O governo Jair Bolsonaro prepara mudanças nas regras de utilização dos recursos que a Noruega e a Alemanha doaram ao Brasil para bancar projetos do Fundo Amazônia, iniciativa criada em 2008 para apoiar iniciativas de combate ao desmatamento na região amazônica. O Estado apurou que o governo trabalha na edição de um novo decreto para alterar as normas do fundo e permitir que seus recursos, que hoje chegam a R$ 3,4 bilhões, possam ser usados, por exemplo, para pagar indenizações a donos de propriedades privadas que vivam em áreas de unidades de conservação.
Na prática, o que se pretende é usar o dinheiro doado pelos europeus para financiar a compra de terrenos e propriedades localizadas nessas áreas protegidas, eliminando passivos de indenizações acumulados que não foram pagos desde a criação dessas unidades.
Uma segunda mudança pretendida pelo governo vai incluir a redução do número de membros do Comitê Orientador do Fundo Amazônia. Esse grupo, responsável por criar as diretrizes e critérios para aplicação dos recursos, é formado atualmente por 23 membros, entre representantes do governo federal, governos dos Estados da Amazônia e entidades da sociedade civil. O plano do governo é reduzir esse quadro para algo em torno de sete a dez membros, dando mais poder para a representação federal.
O plano de usar os recursos para bancar indenizações de propriedades foi confirmado ao Estado pelo ministro do Meio Ambiente, Ricardo Salles. “Podemos usar parte do dinheiro do Fundo Amazônia para fazer regularização fundiária. Vamos diminuir o problema desses conflitos. Isso significa menos madeira ilegal sendo retirada, menos garimpo ilegal”, disse. “Os problemas estão aí. Tem de ter uma certa criatividade e ousadia para resolver.”

▶ **Questão 1**
Responda às perguntas abaixo com base no texto sobre o Fundo Amazônia, identificando cada resposta com a mesma letra da pergunta.
(a) Em que ano o Fundo Amazônia foi criado?
(b) Quantos membros compõem atualmente o Comitê Orientador do fundo?
(c) Quem confirmou ao Estado o plano de usar os recursos para pagar indenizações de propriedades?
▶ **Questão 2**
Prossiga com o texto sobre o Fundo Amazônia a partir de sua última frase, mantendo o mesmo tom jornalístico.

▶ **Registros fornecidos**
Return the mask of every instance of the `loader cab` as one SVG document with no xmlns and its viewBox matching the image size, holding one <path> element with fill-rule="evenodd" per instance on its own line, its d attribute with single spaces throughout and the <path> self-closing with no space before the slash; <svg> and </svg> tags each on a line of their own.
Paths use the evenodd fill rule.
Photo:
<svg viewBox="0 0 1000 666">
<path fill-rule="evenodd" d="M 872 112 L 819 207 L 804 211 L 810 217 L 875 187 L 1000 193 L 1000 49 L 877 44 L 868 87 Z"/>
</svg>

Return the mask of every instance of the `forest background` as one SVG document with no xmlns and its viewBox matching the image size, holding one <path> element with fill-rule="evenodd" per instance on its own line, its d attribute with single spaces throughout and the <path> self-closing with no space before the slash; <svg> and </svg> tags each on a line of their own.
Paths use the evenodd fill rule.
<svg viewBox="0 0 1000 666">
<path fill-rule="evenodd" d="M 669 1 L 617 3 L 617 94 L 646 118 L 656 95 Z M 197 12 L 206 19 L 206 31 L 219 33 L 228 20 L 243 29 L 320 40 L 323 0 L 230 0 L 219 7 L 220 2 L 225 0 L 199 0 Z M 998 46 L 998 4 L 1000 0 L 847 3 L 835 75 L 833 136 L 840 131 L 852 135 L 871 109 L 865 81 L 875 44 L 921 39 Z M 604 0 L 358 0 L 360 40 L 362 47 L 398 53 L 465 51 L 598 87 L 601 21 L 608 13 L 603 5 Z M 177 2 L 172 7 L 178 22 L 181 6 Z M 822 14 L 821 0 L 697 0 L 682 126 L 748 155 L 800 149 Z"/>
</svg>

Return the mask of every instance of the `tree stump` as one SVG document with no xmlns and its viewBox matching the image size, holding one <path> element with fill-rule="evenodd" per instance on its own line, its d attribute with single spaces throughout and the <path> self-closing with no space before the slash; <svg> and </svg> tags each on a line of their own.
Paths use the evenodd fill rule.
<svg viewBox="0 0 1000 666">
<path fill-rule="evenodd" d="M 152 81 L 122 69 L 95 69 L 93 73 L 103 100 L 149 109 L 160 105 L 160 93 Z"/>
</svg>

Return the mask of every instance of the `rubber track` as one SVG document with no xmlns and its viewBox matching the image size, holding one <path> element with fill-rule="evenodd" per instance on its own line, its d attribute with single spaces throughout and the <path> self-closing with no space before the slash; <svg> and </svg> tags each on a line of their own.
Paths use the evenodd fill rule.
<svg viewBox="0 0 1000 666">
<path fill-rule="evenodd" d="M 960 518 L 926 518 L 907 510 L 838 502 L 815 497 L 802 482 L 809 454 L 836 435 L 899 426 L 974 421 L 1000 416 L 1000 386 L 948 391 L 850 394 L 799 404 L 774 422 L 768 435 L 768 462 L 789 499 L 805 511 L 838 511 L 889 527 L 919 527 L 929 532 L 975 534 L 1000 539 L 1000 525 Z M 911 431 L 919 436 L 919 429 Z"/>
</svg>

▶ **Resposta 1**
(a) Em 2008.
(b) 23 membros.
(c) O ministro do Meio Ambiente, Ricardo Salles.

▶ **Resposta 2**
Segundo o governo, muitas unidades de conservação foram criadas em áreas onde já viviam famílias. As indenizações seriam pagas para que essas famílias, que passaram a viver em situação irregular, deixassem o local, mas os pagamentos acabaram não ocorrendo em muitos casos. No Parque Nacional da Lagoa do Peixe (RS), por exemplo, produtores rurais pescadores reclamam indenizações que chegariam a R$ 2 bilhões.
As regras atuais do Fundo Amazônia não preveem a utilização de seus recursos para bancar esse tipo de indenização. O estatuto da iniciativa carimba o dinheiro a projetos que, de alguma forma, atuem no combate ao desmatamento e, consequentemente, levem à redução dos efeitos das mudanças climáticas. Sobre pagamento para retirada de propriedades privadas, o regimento é claro: “Não será passível de apoio o pagamento de indenizações por desapropriação”. O assunto vai ser tratado por Salles na segunda-feira, em reunião com os embaixadores da Noruega e da Alemanha. O encontro foi confirmado pelo representante alemão, Georg Witschel.
O Brasil tem, a rigor, independência para escolher os programas que serão apoiados pelos recursos. Essas iniciativas, porém, são monitoradas pelos doadores, assim como as taxas de desmatamento do País. O compromisso é que o Brasil apresente um desmatamento anual inferior à taxa de 8.143 km² por ano na região, para ter acesso aos recursos. Se superar essa marca, fica impedido de utilizá-los. O fato de mudar as regras no meio do programa também pode criar atritos com os doadores. Trata-se de um fator preocupante, já que o programa vence no fim do ano que vem e há intenção de renová-lo.
O Banco Nacional de Desenvolvimento Econômico e Social (BNDES), que é o órgão brasileiro responsável por administrar a liberação dos recursos e escolher os projetos que podem ser financiados, silencia sobre o assunto. Depois de quatro dias de questionamentos pela reportagem, o banco público limitou-se a informar que não se manifestaria. A Embaixada da Noruega, país que doou R$ 3,2 bilhões para o fundo (94% do total arrecadado), seguiu o mesmo procedimento.
A Embaixada da Alemanha, país que doou R$ 200 milhões, declarou que ainda precisa esclarecer o assunto. “Não temos conhecimento desse plano.”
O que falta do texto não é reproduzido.